RECORDS SHOWN section start

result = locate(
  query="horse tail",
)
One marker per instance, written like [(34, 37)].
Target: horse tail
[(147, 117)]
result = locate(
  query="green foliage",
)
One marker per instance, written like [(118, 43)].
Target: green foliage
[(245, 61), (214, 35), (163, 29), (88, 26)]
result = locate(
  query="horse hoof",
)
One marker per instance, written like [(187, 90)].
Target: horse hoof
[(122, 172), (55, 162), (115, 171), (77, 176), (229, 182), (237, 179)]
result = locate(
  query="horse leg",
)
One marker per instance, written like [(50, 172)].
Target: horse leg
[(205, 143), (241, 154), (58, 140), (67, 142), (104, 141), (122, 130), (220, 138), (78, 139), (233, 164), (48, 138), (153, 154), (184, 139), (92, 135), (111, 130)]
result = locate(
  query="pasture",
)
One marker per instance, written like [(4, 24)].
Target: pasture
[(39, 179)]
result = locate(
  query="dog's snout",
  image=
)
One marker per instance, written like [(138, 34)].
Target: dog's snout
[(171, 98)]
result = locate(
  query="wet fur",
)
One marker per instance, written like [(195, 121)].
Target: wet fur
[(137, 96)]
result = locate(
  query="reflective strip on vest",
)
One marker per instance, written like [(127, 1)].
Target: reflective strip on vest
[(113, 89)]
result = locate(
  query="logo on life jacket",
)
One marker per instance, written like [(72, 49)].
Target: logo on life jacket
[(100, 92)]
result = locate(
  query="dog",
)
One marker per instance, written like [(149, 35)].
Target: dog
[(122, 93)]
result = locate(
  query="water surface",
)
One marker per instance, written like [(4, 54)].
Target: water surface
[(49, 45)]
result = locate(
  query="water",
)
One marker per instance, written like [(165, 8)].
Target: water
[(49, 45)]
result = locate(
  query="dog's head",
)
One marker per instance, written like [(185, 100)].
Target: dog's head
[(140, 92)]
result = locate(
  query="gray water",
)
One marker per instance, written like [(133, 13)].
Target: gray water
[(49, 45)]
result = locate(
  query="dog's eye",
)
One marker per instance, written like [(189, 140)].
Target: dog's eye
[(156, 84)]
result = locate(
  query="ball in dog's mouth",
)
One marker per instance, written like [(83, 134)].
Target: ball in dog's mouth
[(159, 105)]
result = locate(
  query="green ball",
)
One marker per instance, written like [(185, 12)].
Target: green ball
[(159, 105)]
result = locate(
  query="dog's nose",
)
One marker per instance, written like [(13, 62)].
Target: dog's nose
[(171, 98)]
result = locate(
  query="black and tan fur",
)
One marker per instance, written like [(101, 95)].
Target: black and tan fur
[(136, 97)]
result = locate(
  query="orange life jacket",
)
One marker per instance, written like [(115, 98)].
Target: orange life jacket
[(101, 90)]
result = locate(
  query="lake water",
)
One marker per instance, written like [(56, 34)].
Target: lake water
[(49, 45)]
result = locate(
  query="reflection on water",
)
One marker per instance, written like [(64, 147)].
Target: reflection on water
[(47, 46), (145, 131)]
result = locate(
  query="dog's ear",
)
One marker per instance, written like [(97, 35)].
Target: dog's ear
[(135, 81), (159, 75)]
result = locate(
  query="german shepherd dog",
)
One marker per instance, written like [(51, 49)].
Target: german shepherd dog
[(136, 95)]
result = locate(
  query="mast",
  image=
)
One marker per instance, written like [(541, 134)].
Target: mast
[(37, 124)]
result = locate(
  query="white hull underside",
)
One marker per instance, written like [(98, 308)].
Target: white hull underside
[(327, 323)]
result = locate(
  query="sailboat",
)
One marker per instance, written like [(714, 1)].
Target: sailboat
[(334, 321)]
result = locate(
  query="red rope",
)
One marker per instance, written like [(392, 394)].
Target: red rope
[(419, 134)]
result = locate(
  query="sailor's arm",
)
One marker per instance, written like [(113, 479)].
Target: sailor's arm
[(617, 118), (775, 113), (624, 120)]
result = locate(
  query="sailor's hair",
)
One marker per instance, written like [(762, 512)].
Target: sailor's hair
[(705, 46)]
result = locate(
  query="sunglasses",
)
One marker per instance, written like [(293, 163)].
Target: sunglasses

RECORDS SHOWN section end

§ **WHAT THE TASK ASKS**: Write all of the records out again exactly.

§ **EXERCISE RESPONSE**:
result = locate(
  query="horse tail",
)
One marker per instance, written like [(34, 37)].
Target: horse tail
[(147, 117)]
result = locate(
  query="green foliage",
)
One marker per instance, written like [(118, 43)].
Target: green foliage
[(245, 61), (214, 35), (163, 29), (88, 26)]
result = locate(
  query="horse hoof",
)
One marker per instance, written like [(187, 90)].
Target: horse hoof
[(122, 172), (55, 162), (115, 171), (77, 176), (229, 182), (237, 179)]
result = locate(
  query="horse leg",
)
One marker per instance, written like [(50, 172)].
Target: horse leg
[(205, 143), (241, 154), (58, 140), (67, 142), (104, 141), (122, 130), (220, 138), (78, 139), (233, 164), (48, 138), (153, 154), (184, 139), (92, 135), (111, 130)]
result = locate(
  query="pasture",
)
One marker per instance, written like [(4, 24)].
Target: pasture
[(39, 179)]
result = locate(
  query="dog's snout",
  image=
)
One marker per instance, written like [(138, 34)].
Target: dog's snout
[(171, 98)]
result = locate(
  query="wet fur",
)
One marker per instance, written like [(195, 121)].
Target: wet fur
[(137, 96)]
result = locate(
  query="reflective strip on vest",
)
One marker per instance, written like [(127, 1)].
Target: reflective strip on vest
[(113, 89)]
result = locate(
  query="logo on life jacket",
)
One marker per instance, written like [(72, 49)].
Target: logo on life jacket
[(100, 92)]
result = locate(
  query="dog",
)
One marker per instance, written like [(149, 35)].
Target: dog
[(122, 93)]
result = locate(
  query="water surface",
)
One marker per instance, written like [(4, 54)].
Target: water surface
[(49, 45)]
result = locate(
  query="water",
)
One marker per instance, written like [(165, 8)].
Target: water
[(49, 45)]
result = locate(
  query="dog's head",
)
One marker per instance, written like [(185, 100)].
Target: dog's head
[(140, 92)]
result = locate(
  query="gray water",
)
One marker per instance, written like [(133, 13)].
Target: gray water
[(49, 45)]
result = locate(
  query="dog's eye",
)
One marker per instance, written like [(189, 140)].
Target: dog's eye
[(156, 84)]
result = locate(
  query="ball in dog's mouth",
)
One marker per instance, written like [(83, 134)].
Target: ball in dog's mouth
[(159, 105)]
result = locate(
  query="green ball",
)
One marker per instance, written like [(185, 12)].
Target: green ball
[(159, 105)]
result = locate(
  query="dog's nose",
)
One marker per instance, written like [(13, 62)].
Target: dog's nose
[(171, 98)]
result = locate(
  query="black and tan fur",
)
One marker per instance, written like [(101, 95)].
Target: black and tan fur
[(136, 97)]
result = locate(
  query="orange life jacket",
)
One marker per instance, written like [(115, 98)].
Target: orange life jacket
[(101, 90)]
result = locate(
  query="lake water",
)
One marker per instance, written like [(56, 34)].
Target: lake water
[(49, 45)]
result = locate(
  query="reflection on water",
)
One marker per instance, written like [(64, 147)].
Target: reflection on water
[(47, 46), (145, 131)]
result = locate(
  query="dog's ear",
)
One marker per instance, written like [(97, 35)].
Target: dog's ear
[(135, 81), (159, 75)]
result = locate(
  query="german shepherd dog",
)
One marker per instance, written like [(51, 49)].
Target: german shepherd dog
[(136, 95)]
result = locate(
  query="mast",
  image=
)
One marker per instance, written like [(541, 134)].
Target: mast
[(37, 124)]
result = locate(
  query="white hull underside",
)
One marker per instance, written like [(98, 308)].
Target: white hull underside
[(327, 323)]
result = locate(
  query="sailboat",
)
One marker per instance, written like [(714, 1)].
Target: sailboat
[(334, 321)]
result = locate(
  query="red rope",
)
One marker per instance, written like [(392, 394)].
Target: red rope
[(419, 134)]
result = locate(
  query="sailor's arm",
)
One marker per instance, written like [(113, 479)].
Target: sailor's arm
[(617, 118), (775, 113), (624, 120)]
result = locate(
  query="sailor's hair",
)
One marker per instance, written like [(762, 512)].
Target: sailor's hair
[(705, 46)]
result = locate(
  query="sunglasses",
)
One marker per instance, written like [(293, 163)].
Target: sunglasses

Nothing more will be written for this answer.